▶ **Your objective**
Everything from the line containing "label the rocky shoreline, a" to the last line of the records must be returned verbatim; nothing else belongs in the output.

▶ **Records supplied**
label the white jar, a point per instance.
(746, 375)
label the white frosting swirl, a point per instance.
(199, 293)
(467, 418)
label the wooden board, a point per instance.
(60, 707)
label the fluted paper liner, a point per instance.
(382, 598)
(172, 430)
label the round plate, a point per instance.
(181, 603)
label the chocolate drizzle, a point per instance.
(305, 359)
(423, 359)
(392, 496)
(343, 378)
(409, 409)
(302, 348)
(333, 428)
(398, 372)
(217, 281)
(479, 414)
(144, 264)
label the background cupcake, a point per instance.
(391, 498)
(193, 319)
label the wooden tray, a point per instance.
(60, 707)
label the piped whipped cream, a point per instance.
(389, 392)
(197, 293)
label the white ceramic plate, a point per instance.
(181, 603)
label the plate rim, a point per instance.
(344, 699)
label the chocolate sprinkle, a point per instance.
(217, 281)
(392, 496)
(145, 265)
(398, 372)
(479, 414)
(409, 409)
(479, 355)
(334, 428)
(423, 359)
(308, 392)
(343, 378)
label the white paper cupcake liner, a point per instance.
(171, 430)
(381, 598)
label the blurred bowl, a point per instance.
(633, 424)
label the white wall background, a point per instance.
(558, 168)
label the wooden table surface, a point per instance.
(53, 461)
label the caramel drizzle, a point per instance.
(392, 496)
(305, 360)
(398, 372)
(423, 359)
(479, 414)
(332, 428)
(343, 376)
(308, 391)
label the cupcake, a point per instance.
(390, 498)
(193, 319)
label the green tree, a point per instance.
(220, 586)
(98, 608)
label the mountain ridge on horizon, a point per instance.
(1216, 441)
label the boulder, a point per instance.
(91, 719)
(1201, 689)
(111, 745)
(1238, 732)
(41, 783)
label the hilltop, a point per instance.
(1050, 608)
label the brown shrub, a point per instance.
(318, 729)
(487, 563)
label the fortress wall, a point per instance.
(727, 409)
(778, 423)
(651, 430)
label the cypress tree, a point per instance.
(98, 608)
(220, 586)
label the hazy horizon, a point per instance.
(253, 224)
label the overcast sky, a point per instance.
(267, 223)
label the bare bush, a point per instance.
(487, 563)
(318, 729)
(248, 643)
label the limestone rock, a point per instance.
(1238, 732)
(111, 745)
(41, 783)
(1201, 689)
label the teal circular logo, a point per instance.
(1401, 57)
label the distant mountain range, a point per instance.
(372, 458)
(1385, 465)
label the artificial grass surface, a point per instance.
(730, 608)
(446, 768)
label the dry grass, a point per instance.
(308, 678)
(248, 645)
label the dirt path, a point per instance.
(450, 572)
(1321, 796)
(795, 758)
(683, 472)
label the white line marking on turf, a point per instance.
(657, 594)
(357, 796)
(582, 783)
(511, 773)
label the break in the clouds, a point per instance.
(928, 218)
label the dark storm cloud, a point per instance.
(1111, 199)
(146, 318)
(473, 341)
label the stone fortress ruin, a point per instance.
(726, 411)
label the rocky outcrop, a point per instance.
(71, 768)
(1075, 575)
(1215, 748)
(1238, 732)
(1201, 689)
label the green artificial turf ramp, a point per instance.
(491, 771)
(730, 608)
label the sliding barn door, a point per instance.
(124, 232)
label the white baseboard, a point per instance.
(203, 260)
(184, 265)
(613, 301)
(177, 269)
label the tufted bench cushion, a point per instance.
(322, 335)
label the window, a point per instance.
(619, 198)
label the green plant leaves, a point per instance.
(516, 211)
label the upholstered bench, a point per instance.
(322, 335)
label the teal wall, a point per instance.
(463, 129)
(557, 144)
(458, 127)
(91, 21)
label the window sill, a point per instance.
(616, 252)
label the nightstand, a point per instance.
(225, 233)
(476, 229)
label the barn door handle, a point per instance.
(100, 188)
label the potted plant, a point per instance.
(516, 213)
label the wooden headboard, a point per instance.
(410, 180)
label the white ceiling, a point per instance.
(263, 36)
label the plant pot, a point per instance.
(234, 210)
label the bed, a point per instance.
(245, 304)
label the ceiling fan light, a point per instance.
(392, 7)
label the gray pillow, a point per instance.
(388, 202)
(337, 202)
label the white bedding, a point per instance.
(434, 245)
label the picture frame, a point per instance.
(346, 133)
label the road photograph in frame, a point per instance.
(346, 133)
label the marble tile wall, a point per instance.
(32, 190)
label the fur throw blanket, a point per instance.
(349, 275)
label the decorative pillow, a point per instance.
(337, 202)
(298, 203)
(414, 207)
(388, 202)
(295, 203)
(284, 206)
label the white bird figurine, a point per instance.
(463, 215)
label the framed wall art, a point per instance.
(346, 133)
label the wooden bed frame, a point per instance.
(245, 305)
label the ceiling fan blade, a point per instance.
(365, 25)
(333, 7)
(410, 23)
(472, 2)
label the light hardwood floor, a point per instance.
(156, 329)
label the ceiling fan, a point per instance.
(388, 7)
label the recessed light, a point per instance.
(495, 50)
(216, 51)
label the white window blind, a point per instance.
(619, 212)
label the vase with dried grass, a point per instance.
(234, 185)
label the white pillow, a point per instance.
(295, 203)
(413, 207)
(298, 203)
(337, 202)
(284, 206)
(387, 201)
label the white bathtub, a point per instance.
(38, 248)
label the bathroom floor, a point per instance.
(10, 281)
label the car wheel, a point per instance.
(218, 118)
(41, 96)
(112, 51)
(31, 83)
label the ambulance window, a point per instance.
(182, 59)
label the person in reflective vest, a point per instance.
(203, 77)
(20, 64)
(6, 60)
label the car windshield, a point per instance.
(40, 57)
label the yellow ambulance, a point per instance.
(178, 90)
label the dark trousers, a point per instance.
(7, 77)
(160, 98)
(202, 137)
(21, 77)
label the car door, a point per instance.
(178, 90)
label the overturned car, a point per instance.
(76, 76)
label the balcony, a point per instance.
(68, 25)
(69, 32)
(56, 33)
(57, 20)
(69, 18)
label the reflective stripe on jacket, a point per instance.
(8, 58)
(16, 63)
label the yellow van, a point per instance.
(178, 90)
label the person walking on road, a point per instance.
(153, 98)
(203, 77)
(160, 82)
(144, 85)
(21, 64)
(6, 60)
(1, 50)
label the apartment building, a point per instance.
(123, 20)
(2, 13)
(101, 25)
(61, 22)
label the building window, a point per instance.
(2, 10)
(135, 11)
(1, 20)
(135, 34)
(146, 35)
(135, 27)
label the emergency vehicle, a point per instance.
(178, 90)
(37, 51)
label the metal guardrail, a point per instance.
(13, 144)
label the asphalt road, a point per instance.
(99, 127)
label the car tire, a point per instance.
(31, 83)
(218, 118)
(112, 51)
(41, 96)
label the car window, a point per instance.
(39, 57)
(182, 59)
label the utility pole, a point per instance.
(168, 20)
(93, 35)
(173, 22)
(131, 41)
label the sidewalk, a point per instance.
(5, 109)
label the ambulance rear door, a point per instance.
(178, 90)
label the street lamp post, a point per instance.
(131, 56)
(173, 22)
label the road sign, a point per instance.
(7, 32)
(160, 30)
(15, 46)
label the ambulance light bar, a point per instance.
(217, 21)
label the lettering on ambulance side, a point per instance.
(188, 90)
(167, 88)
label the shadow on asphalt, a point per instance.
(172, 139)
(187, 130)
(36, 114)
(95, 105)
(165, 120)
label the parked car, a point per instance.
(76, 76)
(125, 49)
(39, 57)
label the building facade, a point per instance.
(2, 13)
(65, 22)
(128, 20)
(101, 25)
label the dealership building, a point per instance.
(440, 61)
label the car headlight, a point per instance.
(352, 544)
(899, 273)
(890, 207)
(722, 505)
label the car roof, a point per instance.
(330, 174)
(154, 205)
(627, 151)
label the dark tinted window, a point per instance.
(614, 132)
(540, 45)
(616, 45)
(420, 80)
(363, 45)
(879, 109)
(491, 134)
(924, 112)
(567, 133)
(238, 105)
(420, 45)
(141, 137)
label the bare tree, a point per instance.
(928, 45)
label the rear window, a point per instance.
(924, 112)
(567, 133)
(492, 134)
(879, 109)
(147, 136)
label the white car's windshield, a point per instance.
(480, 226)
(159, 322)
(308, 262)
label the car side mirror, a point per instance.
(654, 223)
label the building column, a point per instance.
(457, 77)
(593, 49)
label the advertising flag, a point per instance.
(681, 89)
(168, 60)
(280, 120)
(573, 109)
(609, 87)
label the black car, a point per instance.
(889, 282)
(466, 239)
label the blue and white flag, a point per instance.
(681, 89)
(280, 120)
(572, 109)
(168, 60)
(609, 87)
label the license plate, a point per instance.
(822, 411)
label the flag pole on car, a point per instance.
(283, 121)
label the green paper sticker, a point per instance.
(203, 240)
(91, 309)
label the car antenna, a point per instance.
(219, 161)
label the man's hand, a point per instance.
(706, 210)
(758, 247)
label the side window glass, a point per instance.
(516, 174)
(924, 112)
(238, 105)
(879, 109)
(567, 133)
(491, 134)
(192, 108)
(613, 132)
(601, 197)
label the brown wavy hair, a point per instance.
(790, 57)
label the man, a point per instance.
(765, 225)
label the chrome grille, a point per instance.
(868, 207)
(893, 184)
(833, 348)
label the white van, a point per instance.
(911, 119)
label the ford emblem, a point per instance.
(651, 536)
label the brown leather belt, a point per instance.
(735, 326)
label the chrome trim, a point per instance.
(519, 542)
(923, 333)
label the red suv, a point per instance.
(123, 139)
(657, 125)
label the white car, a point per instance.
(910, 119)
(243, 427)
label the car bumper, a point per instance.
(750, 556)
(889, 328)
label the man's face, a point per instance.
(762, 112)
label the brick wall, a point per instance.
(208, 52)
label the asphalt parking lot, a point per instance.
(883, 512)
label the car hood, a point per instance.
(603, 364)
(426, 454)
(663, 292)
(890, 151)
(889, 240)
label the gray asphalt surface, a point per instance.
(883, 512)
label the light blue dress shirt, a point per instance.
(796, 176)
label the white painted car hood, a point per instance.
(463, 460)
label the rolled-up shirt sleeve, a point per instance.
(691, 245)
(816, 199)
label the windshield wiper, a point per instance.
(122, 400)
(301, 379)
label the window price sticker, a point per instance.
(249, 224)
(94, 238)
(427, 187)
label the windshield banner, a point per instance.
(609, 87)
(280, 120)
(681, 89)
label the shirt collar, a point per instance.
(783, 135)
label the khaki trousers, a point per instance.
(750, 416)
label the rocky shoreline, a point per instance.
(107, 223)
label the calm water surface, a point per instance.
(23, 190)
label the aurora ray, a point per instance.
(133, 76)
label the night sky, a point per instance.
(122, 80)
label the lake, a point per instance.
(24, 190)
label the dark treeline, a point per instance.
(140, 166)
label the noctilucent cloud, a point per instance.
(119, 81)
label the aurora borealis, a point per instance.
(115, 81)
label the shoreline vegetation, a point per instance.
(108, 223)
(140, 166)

▶ **Task answer**
label the rocky shoreline, a point per instance.
(107, 223)
label the calm water surface, a point per instance.
(23, 190)
label the aurora ray, a point per instance.
(133, 76)
label the night sky, a point per instance.
(122, 80)
label the lake, a point per instance.
(24, 190)
label the dark treeline, a point per instance.
(140, 166)
label the noctilucent cloud, a point per instance.
(119, 81)
label the aurora borealis, a point per instance.
(115, 81)
label the shoreline vegetation, a point per instance.
(108, 223)
(140, 166)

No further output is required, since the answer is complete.